#### EXTRACT PROVIDED:
-------------------------
Most field note problems don't surface in the field. They surface days or weeks later, in the office, when someone tries to use the data and discovers that a critical piece is missing. By then the crew has moved on, the site conditions have changed, and reconstructing what actually happened is somewhere between difficult and impossible.
The mistakes below aren't random — they follow predictable patterns. They happen most often when crews are moving fast, when the job feels routine, and when the documentation step gets treated as less important than getting to the next shot. Understanding where the gaps typically appear is the first step toward closing them.
Missing or Wrong Instrument Height
The single most common source of elevation errors that don't get caught until it's too late. The height of instrument gets estimated, read incorrectly, or simply not recorded when the crew is moving fast through setups. In the field, the party chief knows the HI because they just set it. Three hours later, back at the office, all that remains is a column of rod readings with no instrument height attached to any of them.
What makes this mistake particularly costly is that it's often undetectable until someone tries to compute elevations. A missing or wrong HI doesn't produce an obvious error in the field — it produces elevations that look plausible but are consistently off by a fixed amount. By the time the error is found, returning to the setup location to re-observe may not be practical.
-------------------------
Data entries
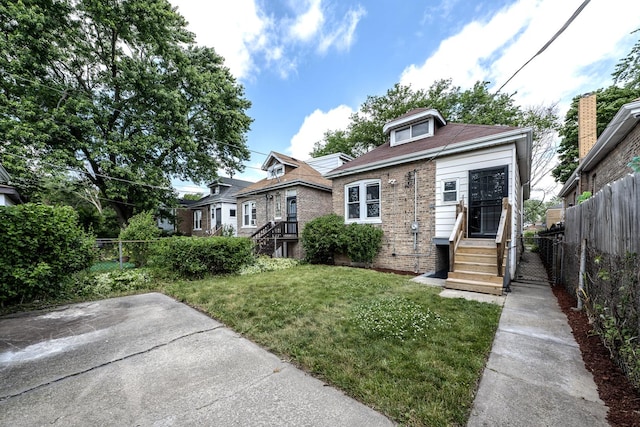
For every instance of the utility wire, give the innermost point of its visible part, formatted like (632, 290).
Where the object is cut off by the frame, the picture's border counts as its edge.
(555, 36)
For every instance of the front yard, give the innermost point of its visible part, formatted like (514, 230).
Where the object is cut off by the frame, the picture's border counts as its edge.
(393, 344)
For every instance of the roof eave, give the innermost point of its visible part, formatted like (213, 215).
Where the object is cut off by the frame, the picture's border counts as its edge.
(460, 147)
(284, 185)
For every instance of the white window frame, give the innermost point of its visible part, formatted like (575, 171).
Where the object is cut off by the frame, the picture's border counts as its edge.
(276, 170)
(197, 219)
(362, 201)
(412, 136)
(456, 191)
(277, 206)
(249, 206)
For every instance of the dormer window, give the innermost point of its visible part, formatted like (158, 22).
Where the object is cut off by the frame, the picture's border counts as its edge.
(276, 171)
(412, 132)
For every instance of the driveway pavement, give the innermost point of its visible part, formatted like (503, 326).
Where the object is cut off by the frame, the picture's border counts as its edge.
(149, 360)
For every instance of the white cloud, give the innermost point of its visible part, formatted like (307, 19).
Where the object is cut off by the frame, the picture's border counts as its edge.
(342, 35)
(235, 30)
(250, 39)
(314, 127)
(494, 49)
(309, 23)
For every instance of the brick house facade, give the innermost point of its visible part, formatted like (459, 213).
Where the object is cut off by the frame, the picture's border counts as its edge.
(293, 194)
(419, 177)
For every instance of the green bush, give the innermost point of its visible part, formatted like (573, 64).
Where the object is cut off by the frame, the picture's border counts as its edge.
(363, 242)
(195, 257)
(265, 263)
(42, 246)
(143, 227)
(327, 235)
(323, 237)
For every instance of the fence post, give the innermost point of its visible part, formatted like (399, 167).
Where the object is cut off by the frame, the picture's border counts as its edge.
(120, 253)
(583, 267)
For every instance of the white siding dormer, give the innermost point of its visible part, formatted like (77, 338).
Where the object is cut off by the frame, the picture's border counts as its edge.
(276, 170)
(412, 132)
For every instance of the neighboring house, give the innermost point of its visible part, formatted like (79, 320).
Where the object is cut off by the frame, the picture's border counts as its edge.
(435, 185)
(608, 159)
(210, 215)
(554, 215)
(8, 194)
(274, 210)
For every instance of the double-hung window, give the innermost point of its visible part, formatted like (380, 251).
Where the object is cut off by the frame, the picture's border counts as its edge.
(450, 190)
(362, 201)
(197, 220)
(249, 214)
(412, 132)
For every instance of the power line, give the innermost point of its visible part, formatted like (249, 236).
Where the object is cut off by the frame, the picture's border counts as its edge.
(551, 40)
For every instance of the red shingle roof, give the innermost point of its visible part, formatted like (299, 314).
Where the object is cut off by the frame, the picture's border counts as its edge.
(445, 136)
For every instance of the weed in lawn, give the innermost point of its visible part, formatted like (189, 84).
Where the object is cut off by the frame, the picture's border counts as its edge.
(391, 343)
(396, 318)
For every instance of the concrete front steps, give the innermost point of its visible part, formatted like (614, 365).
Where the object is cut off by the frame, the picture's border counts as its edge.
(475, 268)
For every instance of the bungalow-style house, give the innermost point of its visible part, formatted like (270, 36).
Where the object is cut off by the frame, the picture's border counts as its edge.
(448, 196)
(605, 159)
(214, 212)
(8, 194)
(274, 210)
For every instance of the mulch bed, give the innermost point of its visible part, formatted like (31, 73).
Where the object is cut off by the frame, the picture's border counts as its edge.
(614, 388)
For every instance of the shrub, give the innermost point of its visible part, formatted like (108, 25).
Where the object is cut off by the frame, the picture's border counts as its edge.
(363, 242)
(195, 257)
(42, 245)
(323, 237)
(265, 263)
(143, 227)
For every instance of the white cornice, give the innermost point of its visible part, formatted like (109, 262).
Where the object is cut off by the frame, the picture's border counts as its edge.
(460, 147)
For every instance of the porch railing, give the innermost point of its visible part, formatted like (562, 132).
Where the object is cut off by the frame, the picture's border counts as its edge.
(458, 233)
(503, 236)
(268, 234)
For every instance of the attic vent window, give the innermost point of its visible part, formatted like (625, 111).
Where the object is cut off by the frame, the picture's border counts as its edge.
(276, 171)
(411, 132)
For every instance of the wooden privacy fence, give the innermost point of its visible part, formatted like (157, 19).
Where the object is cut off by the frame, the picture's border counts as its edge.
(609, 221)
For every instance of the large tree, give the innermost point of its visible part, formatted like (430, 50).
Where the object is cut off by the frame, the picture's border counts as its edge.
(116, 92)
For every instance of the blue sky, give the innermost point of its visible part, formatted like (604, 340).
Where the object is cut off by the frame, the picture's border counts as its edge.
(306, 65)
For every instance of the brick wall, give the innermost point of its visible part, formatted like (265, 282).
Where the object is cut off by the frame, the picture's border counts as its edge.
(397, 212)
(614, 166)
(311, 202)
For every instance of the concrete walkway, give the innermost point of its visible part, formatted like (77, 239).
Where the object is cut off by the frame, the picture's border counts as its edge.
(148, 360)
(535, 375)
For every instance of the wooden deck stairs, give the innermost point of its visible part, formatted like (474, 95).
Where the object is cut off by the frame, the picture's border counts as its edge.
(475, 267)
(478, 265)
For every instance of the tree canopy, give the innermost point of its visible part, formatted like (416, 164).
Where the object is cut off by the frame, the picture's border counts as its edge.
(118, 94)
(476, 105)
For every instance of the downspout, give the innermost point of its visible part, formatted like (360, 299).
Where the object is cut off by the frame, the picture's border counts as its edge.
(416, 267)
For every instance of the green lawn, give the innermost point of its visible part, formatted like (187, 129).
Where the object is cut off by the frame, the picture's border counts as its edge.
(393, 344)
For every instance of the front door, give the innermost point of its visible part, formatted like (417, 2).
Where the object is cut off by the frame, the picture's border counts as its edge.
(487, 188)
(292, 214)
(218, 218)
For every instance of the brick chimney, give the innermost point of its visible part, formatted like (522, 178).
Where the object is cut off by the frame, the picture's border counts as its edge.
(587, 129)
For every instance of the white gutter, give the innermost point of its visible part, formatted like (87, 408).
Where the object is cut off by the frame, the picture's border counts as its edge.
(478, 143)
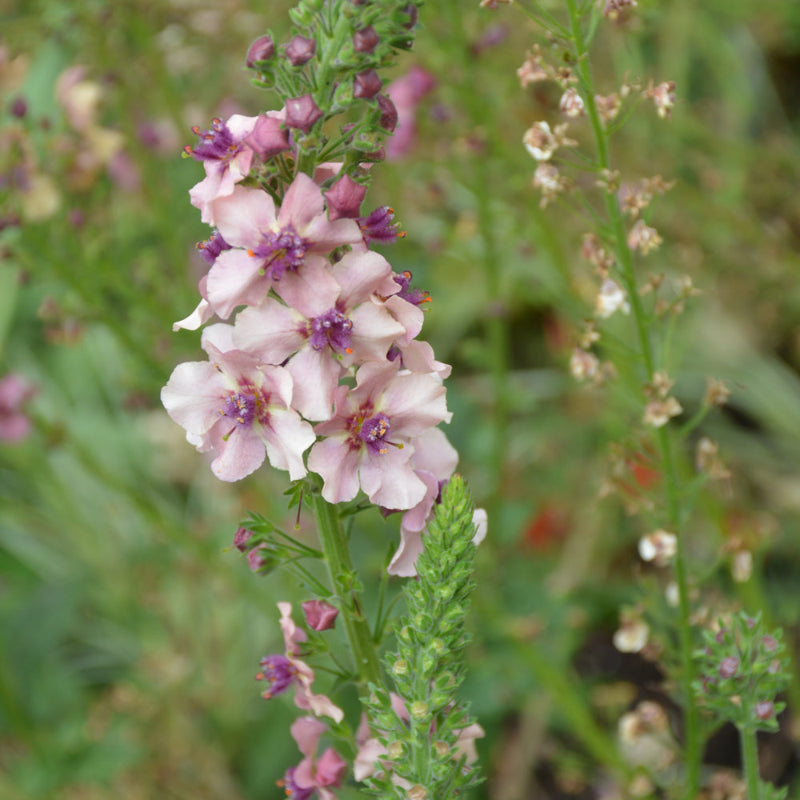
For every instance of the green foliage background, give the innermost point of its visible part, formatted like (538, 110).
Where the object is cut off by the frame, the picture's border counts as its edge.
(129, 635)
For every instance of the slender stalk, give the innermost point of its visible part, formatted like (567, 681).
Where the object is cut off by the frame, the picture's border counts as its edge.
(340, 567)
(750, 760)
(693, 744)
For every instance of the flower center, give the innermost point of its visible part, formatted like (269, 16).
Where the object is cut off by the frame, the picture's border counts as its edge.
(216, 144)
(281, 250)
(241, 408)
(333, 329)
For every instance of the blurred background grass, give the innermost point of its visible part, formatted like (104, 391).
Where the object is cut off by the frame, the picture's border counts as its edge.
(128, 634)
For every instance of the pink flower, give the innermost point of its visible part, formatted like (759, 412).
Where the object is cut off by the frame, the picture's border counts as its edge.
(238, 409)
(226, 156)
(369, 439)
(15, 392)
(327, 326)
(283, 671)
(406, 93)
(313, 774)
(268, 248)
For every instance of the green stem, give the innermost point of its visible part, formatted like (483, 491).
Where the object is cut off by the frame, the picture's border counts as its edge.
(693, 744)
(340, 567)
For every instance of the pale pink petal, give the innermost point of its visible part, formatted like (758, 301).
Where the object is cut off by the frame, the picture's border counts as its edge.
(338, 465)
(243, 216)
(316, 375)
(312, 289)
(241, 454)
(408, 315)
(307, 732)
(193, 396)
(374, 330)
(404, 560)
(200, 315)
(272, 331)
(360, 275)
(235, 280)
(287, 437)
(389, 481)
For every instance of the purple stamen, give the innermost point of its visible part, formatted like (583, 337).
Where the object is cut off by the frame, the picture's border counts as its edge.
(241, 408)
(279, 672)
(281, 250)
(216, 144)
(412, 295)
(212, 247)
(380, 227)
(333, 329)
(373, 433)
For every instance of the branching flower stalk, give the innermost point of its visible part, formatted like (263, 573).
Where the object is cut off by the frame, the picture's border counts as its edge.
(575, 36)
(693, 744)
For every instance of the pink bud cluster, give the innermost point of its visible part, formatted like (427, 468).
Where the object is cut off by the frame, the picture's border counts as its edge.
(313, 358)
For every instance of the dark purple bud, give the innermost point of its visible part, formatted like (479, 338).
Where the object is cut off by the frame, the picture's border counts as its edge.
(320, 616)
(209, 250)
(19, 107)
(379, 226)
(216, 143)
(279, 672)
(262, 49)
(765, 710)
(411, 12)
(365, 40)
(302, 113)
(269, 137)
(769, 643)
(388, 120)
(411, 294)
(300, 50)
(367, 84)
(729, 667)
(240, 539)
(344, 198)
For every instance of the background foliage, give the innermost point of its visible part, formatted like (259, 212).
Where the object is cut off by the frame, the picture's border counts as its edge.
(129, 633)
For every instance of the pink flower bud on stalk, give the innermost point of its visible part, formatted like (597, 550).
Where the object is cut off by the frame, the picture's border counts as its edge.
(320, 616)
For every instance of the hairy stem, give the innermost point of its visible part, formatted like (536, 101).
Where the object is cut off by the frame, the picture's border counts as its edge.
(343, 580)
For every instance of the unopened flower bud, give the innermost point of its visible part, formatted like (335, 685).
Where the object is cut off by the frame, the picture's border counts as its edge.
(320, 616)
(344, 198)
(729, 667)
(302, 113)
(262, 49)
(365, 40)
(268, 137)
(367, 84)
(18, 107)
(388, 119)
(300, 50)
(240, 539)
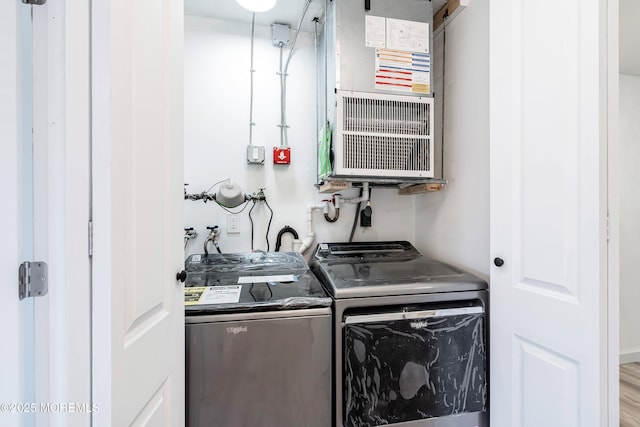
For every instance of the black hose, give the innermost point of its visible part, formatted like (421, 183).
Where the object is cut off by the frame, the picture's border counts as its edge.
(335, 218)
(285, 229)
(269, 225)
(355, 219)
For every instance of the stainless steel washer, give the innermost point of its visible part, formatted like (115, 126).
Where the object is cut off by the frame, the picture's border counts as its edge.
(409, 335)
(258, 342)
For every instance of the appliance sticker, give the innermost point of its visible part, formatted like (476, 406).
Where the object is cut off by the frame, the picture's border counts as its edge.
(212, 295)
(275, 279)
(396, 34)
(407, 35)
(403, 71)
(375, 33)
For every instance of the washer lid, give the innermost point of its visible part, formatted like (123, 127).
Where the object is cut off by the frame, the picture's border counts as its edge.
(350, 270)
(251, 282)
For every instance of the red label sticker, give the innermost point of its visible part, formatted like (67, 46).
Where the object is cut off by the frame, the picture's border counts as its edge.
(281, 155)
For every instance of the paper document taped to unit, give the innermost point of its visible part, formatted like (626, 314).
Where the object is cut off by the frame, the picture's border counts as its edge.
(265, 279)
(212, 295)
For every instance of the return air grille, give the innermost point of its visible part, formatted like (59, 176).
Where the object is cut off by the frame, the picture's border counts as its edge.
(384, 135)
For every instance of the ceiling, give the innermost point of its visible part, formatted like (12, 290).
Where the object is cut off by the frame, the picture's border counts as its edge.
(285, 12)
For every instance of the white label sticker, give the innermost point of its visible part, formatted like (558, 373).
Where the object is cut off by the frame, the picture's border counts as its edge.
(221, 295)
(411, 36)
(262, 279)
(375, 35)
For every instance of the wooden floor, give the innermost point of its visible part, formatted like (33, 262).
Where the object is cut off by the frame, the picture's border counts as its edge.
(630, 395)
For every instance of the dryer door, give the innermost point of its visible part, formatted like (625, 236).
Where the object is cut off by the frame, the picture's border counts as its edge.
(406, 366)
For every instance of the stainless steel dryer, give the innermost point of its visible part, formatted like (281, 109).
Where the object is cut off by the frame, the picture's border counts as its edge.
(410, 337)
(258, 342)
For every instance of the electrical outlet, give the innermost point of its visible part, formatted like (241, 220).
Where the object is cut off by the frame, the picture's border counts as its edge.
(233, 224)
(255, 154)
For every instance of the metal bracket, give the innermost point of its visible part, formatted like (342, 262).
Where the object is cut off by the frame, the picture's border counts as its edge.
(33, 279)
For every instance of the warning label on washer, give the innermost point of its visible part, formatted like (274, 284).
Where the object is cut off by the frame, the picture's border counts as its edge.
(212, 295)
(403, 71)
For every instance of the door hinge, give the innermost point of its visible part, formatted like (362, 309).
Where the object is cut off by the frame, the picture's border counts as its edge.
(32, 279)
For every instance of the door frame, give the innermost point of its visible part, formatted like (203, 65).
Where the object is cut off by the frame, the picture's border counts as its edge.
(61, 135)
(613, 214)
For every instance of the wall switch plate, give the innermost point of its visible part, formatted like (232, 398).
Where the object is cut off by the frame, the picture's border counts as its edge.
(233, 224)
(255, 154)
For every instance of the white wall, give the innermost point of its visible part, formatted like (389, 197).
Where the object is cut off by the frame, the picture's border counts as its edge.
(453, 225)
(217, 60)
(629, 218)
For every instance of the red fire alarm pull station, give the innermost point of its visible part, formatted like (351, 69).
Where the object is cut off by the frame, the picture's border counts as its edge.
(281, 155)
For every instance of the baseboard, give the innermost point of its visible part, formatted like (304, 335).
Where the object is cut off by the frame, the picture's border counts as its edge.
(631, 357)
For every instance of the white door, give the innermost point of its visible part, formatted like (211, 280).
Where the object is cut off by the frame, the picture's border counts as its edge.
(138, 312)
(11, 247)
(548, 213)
-------------------------
#### PROBLEMS:
#1 The passage on field note mistakes says these mistakes happen most often under certain conditions. List each condition it names.
#2 Continue the passage on field note mistakes from where it stops.

#### RESPONSES TO THE EXERCISE:
#1
- When crews are moving fast
- When the job feels routine
- When the documentation step gets treated as less important than getting to the next shot

#2
The fix is simple in principle: instrument height gets recorded the moment the instrument is set up, not after the first shot is taken. Making it the first entry for every setup — before any rod readings — removes the opportunity to forget it.
No Pre-Job Setup Recorded
Date, crew names, equipment, control used, benchmark — skipped entirely or filled in later from memory. On a normal day when nothing goes wrong, this information never gets needed. On the day a job gets disputed, questioned, or audited, it's the first thing anyone asks for.
“We think we used BM-14” is not a defensible answer. “We used BM-14, elevation 498.32, verified against BM-11 before starting” — with a timestamp and crew names — is. The difference between those two answers is five minutes of documentation at the beginning of the job.
Pre-job setup also tends to be the section most often filled in after the fact. A crew that plans to record it “in a minute” frequently ends up recording it at the end of the day from memory, with details that are approximate at best. Recording setup information before the first shot ensures it's accurate and in the notes where it belongs.
Skipping the Level Loop Closure
The loop gets run but never closed before the crew leaves. Nobody checks the closure error. The data goes back to the office, someone computes elevations, and the misclosure shows up then — when the crew is already 45 minutes away and the window for a quick re-observation has closed.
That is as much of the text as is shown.